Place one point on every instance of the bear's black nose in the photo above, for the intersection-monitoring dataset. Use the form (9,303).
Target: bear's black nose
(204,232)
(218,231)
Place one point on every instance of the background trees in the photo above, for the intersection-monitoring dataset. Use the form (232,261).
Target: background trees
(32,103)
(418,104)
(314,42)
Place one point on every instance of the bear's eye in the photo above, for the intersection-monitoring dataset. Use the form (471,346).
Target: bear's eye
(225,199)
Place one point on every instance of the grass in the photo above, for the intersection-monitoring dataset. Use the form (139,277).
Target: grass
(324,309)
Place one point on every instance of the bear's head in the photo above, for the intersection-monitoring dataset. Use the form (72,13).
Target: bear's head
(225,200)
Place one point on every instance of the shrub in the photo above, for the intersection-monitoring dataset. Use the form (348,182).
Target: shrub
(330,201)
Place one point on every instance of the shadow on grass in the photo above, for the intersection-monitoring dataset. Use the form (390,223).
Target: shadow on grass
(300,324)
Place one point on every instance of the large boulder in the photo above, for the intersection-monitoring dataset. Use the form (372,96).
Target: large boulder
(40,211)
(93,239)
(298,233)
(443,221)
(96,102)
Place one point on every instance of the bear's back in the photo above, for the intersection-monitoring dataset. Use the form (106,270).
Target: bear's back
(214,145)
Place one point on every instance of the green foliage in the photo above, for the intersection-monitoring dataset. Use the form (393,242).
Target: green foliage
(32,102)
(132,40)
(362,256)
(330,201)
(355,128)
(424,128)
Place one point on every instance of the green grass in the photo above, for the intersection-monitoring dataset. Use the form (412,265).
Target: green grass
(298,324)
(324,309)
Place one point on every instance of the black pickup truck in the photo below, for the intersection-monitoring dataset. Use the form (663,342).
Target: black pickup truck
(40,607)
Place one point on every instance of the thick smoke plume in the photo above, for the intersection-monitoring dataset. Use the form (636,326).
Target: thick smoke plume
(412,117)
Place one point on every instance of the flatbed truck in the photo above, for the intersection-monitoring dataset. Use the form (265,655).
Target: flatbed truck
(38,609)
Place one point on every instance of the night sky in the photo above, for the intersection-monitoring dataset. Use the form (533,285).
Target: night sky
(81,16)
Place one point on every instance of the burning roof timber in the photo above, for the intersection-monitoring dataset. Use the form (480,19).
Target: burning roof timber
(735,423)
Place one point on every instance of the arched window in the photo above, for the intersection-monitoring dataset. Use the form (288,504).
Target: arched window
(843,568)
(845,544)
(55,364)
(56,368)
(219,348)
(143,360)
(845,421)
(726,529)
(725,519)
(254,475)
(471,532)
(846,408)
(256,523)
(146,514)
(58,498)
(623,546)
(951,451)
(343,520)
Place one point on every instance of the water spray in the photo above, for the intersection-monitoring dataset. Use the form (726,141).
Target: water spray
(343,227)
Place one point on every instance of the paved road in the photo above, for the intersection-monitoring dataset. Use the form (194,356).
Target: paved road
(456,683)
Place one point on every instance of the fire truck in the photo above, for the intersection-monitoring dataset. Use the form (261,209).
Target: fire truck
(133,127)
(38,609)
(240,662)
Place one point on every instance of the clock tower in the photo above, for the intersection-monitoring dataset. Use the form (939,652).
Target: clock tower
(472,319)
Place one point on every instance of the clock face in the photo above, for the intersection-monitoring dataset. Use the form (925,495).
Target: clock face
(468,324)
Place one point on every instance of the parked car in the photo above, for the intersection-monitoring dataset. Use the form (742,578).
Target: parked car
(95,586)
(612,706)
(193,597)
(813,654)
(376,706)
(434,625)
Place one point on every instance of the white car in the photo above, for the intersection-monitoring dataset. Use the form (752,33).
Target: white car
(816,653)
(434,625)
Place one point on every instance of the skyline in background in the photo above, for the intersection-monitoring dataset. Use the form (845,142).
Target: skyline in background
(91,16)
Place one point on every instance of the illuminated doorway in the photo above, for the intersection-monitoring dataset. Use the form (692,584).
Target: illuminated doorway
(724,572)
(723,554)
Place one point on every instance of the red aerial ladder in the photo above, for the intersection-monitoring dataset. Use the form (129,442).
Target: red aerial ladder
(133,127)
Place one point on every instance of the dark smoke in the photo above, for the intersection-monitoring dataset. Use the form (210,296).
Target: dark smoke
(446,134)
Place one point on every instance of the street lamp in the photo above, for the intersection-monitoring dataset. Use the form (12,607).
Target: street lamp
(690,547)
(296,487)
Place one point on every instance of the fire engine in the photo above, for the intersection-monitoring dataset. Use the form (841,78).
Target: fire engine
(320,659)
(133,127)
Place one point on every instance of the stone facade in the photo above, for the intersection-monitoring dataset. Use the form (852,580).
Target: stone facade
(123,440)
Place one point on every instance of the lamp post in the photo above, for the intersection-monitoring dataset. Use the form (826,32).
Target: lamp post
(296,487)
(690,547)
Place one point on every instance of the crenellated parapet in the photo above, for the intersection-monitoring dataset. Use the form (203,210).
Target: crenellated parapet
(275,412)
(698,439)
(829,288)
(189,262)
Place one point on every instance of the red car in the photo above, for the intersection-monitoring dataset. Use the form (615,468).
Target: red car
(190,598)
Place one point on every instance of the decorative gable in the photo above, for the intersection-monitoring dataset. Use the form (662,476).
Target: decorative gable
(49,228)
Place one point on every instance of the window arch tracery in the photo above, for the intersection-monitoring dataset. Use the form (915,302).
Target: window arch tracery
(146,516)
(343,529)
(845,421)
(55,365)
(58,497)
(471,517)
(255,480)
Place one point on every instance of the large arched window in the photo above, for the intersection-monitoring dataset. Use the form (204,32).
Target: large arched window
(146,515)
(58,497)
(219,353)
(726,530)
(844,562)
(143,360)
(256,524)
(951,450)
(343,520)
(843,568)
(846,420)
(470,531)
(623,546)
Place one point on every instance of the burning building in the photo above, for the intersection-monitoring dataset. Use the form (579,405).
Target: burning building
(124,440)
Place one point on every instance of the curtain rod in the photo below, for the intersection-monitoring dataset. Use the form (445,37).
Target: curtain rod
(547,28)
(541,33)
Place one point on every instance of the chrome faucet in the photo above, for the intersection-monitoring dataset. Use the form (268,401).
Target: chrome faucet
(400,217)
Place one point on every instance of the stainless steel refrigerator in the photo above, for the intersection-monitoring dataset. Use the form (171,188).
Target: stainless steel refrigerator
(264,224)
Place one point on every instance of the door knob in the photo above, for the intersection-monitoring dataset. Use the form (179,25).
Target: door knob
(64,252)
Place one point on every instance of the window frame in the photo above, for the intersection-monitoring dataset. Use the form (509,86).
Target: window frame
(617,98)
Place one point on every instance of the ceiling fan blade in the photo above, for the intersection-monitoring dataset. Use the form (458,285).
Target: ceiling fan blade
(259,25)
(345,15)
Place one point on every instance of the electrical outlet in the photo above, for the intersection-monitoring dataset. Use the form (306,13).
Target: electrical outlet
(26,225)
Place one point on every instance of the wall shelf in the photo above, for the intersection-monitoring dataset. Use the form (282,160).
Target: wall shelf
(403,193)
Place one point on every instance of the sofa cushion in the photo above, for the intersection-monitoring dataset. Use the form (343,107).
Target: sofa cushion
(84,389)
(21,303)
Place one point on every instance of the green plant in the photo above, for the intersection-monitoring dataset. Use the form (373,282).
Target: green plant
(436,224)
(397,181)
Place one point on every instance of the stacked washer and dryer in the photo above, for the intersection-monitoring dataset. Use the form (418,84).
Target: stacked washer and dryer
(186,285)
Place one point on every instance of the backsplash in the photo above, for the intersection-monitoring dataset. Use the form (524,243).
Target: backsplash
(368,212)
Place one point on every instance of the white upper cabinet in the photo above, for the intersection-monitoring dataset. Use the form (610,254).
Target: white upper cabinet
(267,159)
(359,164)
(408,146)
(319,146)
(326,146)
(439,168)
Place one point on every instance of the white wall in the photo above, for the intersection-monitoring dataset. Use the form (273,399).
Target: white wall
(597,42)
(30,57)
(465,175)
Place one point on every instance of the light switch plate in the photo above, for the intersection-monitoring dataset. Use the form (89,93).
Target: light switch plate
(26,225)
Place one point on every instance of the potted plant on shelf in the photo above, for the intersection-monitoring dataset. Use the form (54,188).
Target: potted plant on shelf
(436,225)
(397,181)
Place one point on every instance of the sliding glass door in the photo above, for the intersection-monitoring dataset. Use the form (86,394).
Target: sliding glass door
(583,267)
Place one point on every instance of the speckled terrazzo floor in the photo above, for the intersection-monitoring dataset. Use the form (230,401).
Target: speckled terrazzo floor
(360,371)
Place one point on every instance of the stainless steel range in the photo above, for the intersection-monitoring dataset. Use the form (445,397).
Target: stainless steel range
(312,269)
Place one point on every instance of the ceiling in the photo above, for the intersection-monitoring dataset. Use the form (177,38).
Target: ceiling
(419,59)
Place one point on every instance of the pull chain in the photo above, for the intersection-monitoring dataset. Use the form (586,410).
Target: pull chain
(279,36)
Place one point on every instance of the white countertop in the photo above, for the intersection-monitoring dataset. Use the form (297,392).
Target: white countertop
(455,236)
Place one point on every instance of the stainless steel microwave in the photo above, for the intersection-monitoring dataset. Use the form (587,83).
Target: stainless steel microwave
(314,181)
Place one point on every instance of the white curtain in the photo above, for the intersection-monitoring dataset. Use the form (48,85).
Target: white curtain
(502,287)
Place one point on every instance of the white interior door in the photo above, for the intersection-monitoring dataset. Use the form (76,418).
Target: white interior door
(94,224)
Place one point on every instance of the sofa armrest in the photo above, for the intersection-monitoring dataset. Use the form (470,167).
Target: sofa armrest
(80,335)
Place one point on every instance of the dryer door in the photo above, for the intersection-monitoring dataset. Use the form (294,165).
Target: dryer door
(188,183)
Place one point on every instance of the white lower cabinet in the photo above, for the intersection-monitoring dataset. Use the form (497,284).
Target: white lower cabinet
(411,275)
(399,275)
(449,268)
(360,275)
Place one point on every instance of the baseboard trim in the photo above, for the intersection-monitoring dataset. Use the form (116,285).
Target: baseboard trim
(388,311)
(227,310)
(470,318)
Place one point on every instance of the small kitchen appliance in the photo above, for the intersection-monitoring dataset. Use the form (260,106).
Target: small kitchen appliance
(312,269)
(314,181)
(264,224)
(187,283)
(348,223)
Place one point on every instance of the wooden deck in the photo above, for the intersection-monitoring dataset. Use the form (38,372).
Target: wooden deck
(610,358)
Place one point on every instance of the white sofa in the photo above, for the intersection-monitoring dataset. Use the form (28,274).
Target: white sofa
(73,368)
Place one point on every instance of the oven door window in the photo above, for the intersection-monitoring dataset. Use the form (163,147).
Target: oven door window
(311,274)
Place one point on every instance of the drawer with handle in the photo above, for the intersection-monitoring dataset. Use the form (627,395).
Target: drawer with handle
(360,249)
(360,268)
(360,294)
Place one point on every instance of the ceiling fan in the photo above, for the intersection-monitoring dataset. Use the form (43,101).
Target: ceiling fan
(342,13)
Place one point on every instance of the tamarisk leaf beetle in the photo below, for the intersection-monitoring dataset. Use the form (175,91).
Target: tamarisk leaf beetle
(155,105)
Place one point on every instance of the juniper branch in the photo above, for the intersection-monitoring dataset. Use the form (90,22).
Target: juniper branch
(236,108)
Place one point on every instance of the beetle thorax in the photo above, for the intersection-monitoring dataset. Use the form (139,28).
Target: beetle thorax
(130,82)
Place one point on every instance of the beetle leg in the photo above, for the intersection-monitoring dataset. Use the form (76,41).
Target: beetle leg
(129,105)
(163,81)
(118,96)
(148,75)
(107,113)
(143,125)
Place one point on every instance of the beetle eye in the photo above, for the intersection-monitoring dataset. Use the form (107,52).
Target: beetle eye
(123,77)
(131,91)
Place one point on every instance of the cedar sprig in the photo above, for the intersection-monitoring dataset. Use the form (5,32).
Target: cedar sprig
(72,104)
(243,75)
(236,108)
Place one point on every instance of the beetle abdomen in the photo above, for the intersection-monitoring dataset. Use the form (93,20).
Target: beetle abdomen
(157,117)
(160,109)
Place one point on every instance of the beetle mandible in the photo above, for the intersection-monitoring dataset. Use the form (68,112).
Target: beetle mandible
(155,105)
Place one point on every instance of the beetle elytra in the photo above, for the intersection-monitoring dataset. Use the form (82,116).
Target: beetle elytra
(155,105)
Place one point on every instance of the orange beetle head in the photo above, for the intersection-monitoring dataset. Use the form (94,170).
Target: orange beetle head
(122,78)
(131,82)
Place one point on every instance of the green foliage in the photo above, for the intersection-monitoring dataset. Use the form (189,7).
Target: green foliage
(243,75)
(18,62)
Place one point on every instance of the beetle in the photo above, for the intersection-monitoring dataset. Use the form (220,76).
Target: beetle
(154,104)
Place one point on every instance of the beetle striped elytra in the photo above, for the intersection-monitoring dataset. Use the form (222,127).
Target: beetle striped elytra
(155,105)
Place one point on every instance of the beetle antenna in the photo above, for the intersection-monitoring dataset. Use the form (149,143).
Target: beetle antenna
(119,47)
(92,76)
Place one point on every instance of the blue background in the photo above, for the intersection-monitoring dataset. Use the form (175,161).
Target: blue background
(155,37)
+++
Reproduce word for word every line of the listing above, from the line containing "Place one point on every instance of the blue" through the end of the listing, including both of those ends.

Place one point on every instance of the blue background in the photo above, for the intersection-monitoring dataset. Use the form (175,161).
Target: blue background
(155,37)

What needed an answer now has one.